▸ ESTRATTO FORNITO:
☆ ☆ ☆ ☆ ☆

E mi sono domandata che differenza c’è fra il «Gente» dei bei tempi della famiglia Grimaldi di Montecarlo, Ballo della Rosa, Casiraghi, o la «Novella 2000» degli amori di Milva, e un «Sette» che intervista Lavinia Borromeo in Elkann in uno stato di prostrazione e di deferenza psico-fisica desolatamente sconsolante.
Come se Ella – opportunamente definita con il servile appellativo di «donna Lavinia» – fosse Nostra Signora Bionda e Generosa del Feudo dei Bellissimi Ricchi.
Oso augurarmi che tanta prostrazione sia utile a qualcosa.
il terrore
Per capire dove ci troviamo, varrà la pena dare una scorsa a ciò che viene generosamente definito «l’editoriale».
«La carta su cui è stampato Sette non è riciclata, non è povera, non è lucida…», (ma anzi è carta certificata bla bla perché a noi bla bla interessa bla del pianeta; col che definitivamente non si capisce per quale motivo Style sia invece lucido e patinato, con carta ricca e sprecona e inquinante. Ma vabbe’, per carità, non vorrei mai).
Mi concentrerei sul «non è povera», segnalino freudiano del terrore che percorre le nostre schiene di borghesi in via di impoverimento economico (quello psico-culturale è un fatto).
austera ed elegante
Qual è il messaggio veicolato da quel (la carta) «non è povera»? È una specie di «tranquilli, lettori: non avete comprato un giornaletto da straccioni. Può anche sembrare, ma niente paura. Questa è carta di tipo wow», tant’è che – cito – «qualcuno l’ha persino definita “austera ed elegante”».
love
Ma veniamo a Nostra Signora donna Lavinia.
«Del resto», leggiamo, «il marito» John Elkann, caro, «le ha dato il nomignolo di Lav», giocando sul medesimo suono di “love”, amore in inglese».
Difficilissimo prendere le prime tre o quattro lettere di un nome e farne un nomignolo.
Solo i Signori della Razza Padrona possono riuscirci.
per necessità
Didascalia di una foto in cui «Lav» è alle prese con disegni e pennarelli: «Designer per “necessità”: Lavinia nel suo studio mentre disegna la collezione BLav. Pensata per risolvere le necessità pratiche delle mamme che, come lei, hanno bambini tra 0 e 4 anni».
niente nomi
Aggiungerei che nella foto compare un’altra persona, una donna. Ma dev’essere troppo bassa in grado perché qualcuno si sia peritato di domandarne il nome.
A lei togliamo anche il diritto all’identità.
Trattasi di famiglio di sesso femminile, probabilmente.
Niente su cui valga la pena soffermarsi.
la collezione
Sulla collezione, Nostra Signora donna Lav spiega: «Dovevo cambiarli in continuazione, e così ho pensato di creare una collezione pratica ed elegante di abiti per bimbi».
Che una poi dice a se stessa: ma come ho fatto a non pensarci io, quando mio figlio era piccolo?
la fatica di affermarsi
La griffe di NSDLBiE (Nos. Sig. Don. Lav Borr. in Elk.) ha già debuttato (toh!) a Pitti Bimbo, salone fiorentino di moda per l’infanzia.
E da questo gennaio troveremo nei negozi le calzature che NSDLBiE ha disegnato insieme a Giorgia Caovilla.

☆ ☆ ☆ ☆ ☆

▸ COMPITO ASSEGNATO A: Seleziona ogni riga delle voci in cui compare la parola "handle".
L'estratto e le voci provengono da fonti diverse.

▸ VOCI FORNITE:
☆ ☆ ☆ ☆ ☆

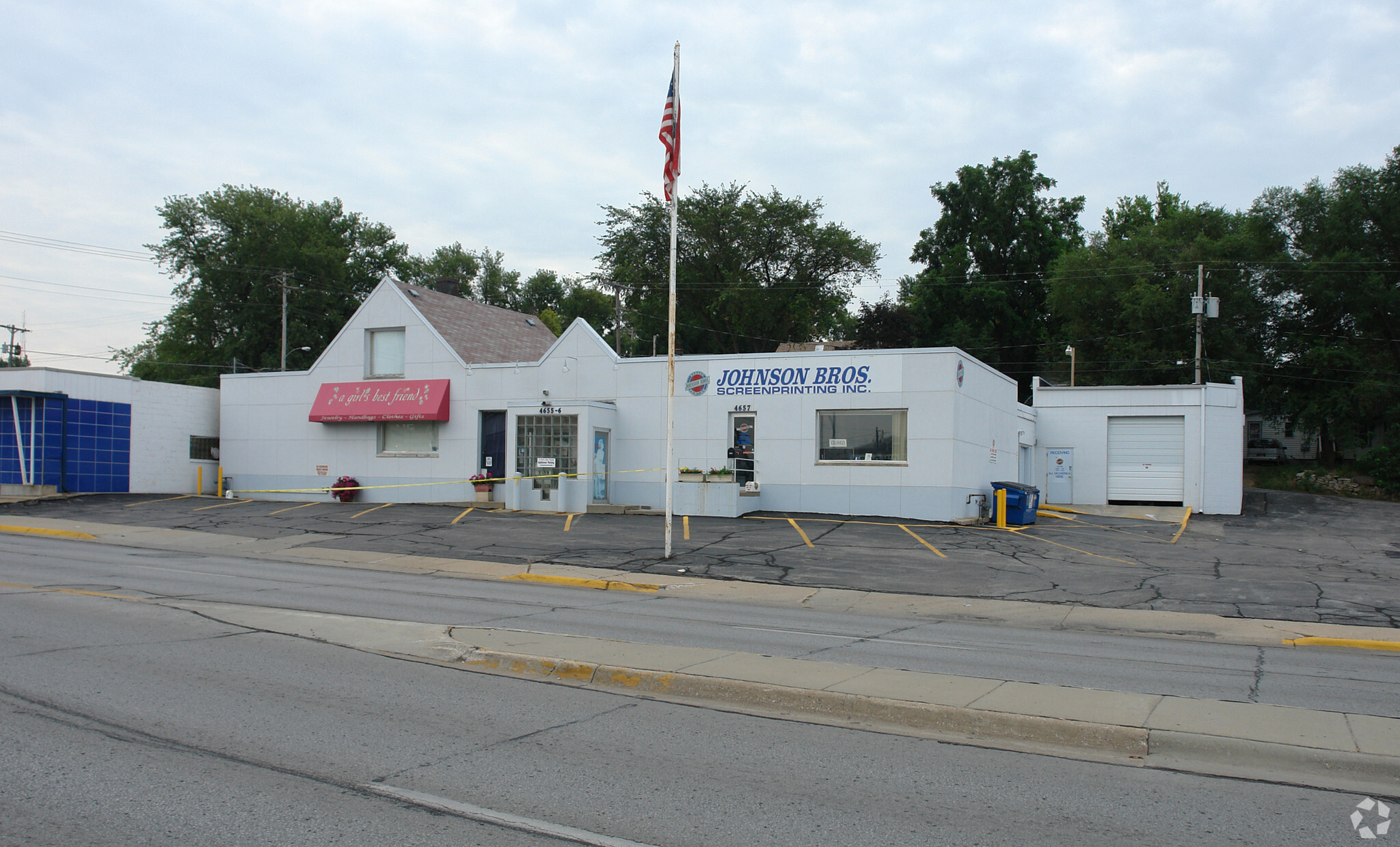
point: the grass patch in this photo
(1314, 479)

☆ ☆ ☆ ☆ ☆

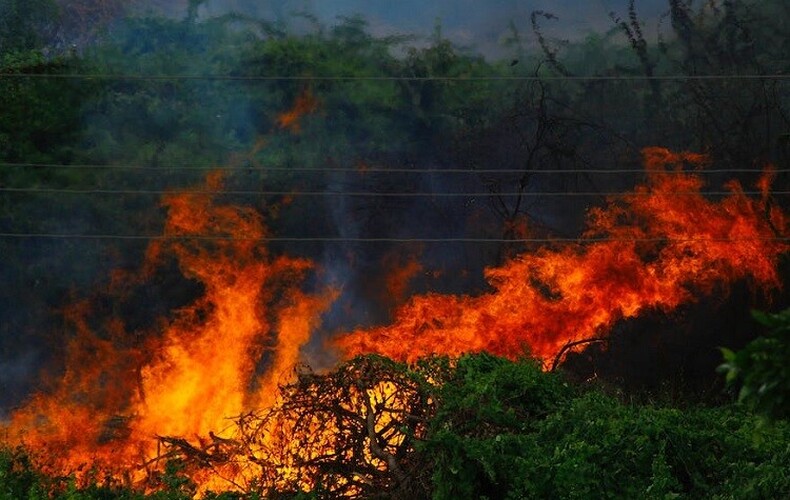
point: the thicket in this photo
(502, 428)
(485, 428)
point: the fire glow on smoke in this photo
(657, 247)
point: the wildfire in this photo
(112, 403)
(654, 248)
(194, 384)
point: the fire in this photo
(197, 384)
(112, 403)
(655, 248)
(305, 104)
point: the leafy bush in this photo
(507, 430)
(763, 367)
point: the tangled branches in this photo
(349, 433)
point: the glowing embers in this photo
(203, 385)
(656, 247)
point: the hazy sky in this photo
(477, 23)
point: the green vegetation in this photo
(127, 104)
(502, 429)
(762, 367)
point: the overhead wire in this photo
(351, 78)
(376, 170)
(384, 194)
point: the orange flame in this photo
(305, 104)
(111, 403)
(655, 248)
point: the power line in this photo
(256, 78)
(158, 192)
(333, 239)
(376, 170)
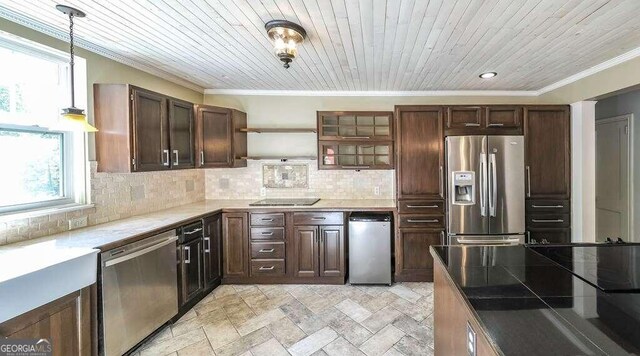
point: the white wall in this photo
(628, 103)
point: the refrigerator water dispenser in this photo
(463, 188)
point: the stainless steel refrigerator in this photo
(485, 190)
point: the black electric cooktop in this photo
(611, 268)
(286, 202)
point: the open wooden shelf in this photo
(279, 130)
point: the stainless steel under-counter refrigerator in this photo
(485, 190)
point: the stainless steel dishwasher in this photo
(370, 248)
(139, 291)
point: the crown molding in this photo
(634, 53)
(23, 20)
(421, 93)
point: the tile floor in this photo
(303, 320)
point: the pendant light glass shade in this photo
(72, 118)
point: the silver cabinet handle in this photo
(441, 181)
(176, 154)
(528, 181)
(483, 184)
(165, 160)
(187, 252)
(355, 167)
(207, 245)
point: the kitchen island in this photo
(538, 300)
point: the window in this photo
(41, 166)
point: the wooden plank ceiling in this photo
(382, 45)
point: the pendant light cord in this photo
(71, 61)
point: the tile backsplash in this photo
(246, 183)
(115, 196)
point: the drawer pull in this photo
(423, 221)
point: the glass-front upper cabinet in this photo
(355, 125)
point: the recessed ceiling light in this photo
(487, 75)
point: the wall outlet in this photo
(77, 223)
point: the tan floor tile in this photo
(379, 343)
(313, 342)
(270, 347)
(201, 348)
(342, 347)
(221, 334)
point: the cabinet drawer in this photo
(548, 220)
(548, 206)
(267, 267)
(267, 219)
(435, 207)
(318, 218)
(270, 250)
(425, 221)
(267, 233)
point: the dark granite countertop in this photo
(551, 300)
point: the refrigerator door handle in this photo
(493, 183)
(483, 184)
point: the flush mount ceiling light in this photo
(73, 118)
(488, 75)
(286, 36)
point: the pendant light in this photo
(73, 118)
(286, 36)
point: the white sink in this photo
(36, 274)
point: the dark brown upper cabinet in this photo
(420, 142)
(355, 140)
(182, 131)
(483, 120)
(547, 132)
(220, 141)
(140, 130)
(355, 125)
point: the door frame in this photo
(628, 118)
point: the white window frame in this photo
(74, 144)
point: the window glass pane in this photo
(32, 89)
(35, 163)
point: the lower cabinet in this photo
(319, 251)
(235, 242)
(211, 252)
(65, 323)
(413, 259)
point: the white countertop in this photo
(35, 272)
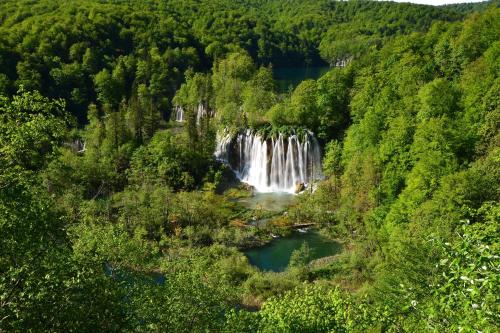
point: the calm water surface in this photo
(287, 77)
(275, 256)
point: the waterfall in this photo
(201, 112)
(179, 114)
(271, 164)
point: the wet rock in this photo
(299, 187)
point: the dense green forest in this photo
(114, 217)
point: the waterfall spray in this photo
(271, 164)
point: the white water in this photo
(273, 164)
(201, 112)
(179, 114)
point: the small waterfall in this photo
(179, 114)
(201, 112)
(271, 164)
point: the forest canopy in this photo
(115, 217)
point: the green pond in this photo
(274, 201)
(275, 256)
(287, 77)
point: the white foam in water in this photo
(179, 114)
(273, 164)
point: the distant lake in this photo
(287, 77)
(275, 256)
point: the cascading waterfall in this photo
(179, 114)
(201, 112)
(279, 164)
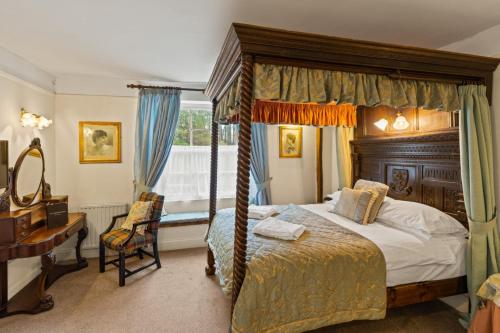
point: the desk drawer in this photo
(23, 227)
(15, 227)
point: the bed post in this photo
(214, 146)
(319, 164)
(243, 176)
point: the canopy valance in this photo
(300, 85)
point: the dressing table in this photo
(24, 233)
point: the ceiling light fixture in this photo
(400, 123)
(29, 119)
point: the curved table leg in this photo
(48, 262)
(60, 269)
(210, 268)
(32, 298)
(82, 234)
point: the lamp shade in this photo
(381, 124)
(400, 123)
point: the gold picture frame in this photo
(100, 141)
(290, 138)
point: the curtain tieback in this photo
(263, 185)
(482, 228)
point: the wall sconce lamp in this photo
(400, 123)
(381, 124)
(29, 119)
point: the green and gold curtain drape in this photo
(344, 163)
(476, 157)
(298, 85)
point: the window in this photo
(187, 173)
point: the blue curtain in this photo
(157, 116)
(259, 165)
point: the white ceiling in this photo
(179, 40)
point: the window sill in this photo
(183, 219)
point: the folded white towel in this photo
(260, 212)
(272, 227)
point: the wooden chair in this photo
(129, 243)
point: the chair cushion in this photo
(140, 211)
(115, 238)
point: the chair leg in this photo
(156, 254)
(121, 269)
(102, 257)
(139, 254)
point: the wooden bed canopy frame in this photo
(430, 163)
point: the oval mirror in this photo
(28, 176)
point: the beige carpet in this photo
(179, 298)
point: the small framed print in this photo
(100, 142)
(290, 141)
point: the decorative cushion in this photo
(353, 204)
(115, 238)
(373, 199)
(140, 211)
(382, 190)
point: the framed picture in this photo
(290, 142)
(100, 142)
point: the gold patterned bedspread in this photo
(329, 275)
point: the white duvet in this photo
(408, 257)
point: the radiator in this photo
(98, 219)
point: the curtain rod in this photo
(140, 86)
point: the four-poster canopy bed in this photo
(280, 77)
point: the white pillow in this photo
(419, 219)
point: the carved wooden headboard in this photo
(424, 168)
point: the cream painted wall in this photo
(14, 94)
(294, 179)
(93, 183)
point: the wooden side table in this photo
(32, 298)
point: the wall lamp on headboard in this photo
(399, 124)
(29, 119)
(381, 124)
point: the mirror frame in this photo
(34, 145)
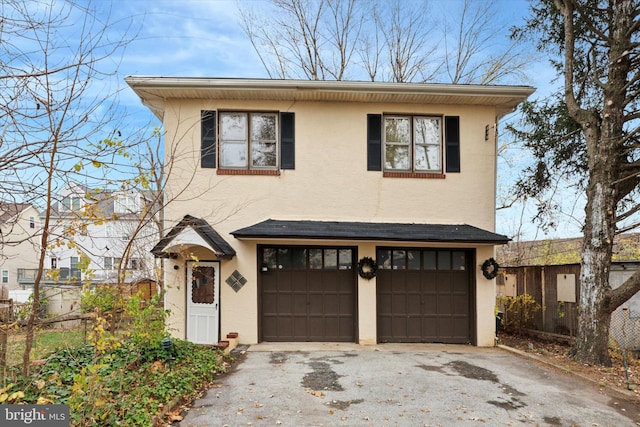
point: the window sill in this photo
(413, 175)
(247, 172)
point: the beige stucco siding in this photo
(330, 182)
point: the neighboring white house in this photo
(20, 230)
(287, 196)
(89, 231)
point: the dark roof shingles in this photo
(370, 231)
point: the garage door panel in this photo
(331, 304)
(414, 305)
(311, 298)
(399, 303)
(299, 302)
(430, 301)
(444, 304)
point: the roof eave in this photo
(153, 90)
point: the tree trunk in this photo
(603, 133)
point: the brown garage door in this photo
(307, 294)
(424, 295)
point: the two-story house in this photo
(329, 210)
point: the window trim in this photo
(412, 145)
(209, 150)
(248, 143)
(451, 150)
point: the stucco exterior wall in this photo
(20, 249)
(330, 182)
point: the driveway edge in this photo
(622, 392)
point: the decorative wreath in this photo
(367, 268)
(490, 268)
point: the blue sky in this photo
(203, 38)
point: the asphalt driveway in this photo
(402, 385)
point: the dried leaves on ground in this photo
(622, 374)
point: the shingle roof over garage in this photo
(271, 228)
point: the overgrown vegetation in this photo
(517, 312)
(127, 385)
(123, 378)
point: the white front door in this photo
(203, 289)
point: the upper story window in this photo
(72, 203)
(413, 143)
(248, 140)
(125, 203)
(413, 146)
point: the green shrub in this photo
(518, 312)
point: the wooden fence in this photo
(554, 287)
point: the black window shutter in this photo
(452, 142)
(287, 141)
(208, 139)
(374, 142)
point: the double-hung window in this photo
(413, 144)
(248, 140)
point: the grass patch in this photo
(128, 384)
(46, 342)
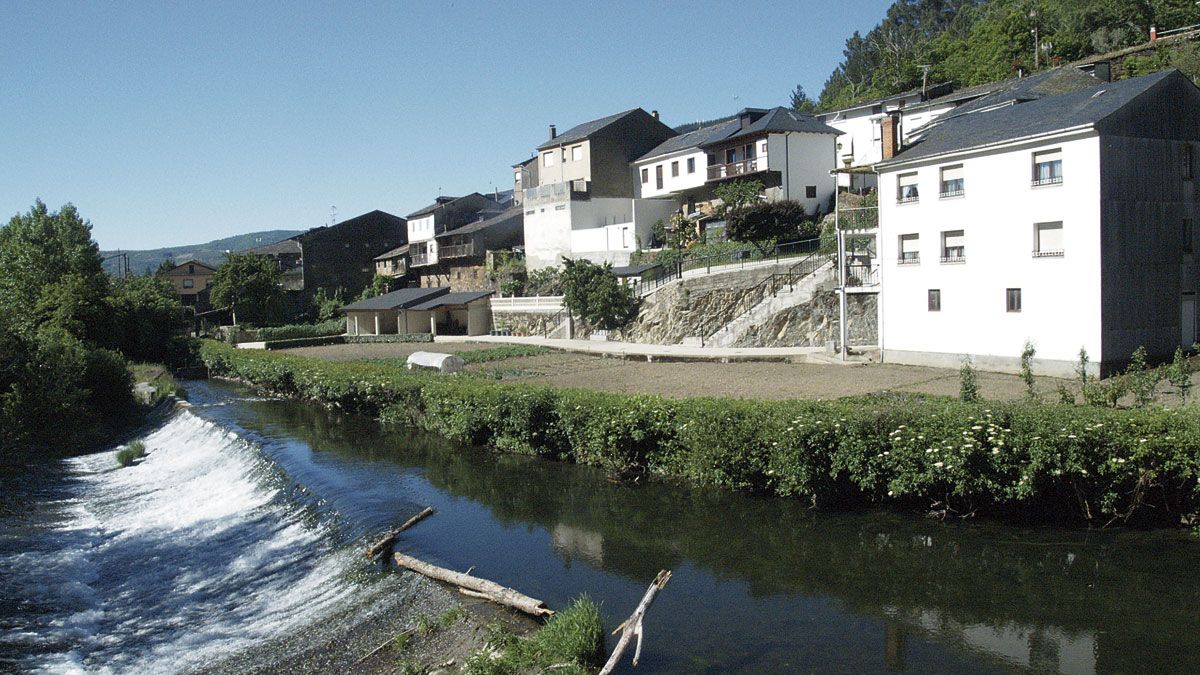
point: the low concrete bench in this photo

☆ ☆ ☆ ☆ ☆

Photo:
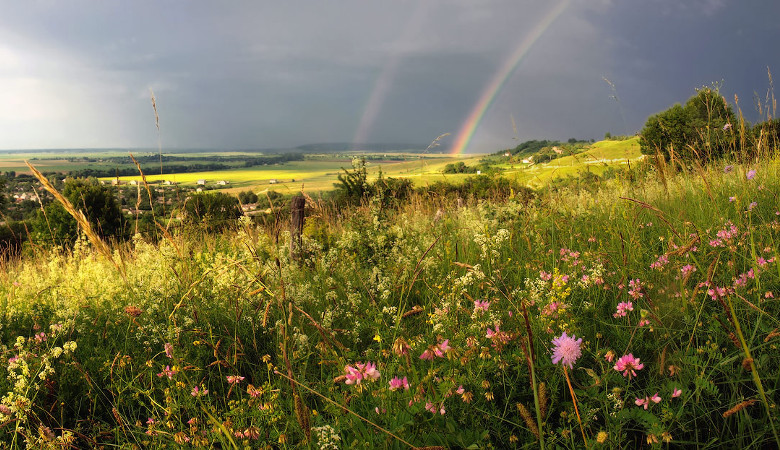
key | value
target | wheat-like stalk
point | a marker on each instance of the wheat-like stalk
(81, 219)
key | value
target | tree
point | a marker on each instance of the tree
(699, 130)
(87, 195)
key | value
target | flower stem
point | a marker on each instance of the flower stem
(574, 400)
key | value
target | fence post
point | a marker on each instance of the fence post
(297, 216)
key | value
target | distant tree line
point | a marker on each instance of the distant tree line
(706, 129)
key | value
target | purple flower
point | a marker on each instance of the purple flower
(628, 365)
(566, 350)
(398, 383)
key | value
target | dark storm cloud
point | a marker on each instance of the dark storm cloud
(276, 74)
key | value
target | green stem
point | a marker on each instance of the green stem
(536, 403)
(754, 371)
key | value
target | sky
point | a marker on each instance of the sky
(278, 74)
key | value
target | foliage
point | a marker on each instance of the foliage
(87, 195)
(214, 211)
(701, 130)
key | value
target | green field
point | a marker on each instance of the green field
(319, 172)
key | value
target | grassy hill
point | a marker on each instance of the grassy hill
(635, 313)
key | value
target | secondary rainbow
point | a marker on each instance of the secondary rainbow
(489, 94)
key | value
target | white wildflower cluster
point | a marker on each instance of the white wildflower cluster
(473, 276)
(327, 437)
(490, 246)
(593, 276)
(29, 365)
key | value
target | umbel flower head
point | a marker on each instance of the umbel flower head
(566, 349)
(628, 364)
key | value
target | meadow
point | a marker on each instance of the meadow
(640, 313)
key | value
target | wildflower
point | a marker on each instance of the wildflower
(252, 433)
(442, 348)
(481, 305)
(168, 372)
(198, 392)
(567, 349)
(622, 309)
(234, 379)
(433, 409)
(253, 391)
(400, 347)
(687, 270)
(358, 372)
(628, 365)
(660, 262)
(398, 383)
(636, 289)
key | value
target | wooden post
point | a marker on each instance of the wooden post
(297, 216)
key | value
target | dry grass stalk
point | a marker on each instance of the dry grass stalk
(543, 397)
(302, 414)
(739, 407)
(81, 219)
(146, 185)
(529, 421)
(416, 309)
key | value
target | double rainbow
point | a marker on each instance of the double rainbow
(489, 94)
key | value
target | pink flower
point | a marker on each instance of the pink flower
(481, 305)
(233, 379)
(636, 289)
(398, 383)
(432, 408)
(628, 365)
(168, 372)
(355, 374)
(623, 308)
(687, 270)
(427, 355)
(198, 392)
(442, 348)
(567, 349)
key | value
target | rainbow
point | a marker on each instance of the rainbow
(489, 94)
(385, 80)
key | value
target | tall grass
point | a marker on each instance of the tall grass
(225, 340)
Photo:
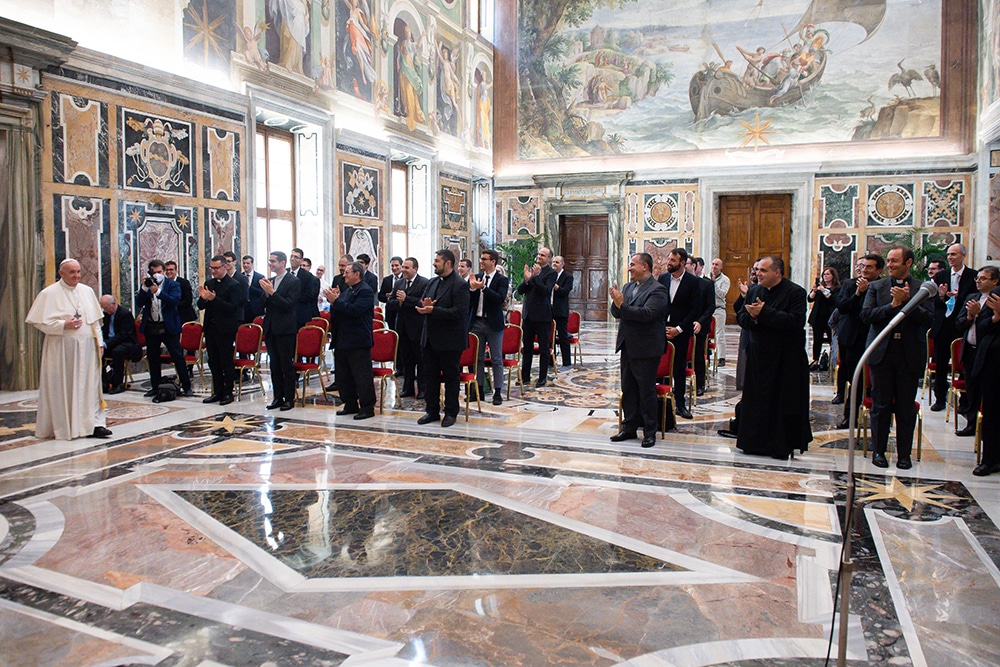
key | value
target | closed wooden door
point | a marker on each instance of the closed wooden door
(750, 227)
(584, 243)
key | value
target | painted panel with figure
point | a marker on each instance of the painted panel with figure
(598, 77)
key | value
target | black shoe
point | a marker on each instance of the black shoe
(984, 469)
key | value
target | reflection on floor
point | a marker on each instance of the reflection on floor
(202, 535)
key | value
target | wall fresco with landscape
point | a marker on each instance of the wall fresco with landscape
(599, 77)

☆ ☆ ☆ ☆ ☆

▸ COMPITO ASSEGNATO B: Ripeti, per favore, il passo dell'estratto da "A lei togliamo" fino a "a Giorgia Caovilla." compreso.

▸ SOLUZIONE SVOLTA A:
point: the silver cabinet handle in this photo
point: the refrigerator door handle in this photo

▸ SOLUZIONE SVOLTA B:
A lei togliamo anche il diritto all’identità.
Trattasi di famiglio di sesso femminile, probabilmente.
Niente su cui valga la pena soffermarsi.
la collezione
Sulla collezione, Nostra Signora donna Lav spiega: «Dovevo cambiarli in continuazione, e così ho pensato di creare una collezione pratica ed elegante di abiti per bimbi».
Che una poi dice a se stessa: ma come ho fatto a non pensarci io, quando mio figlio era piccolo?
la fatica di affermarsi
La griffe di NSDLBiE (Nos. Sig. Don. Lav Borr. in Elk.) ha già debuttato (toh!) a Pitti Bimbo, salone fiorentino di moda per l’infanzia.
E da questo gennaio troveremo nei negozi le calzature che NSDLBiE ha disegnato insieme a Giorgia Caovilla.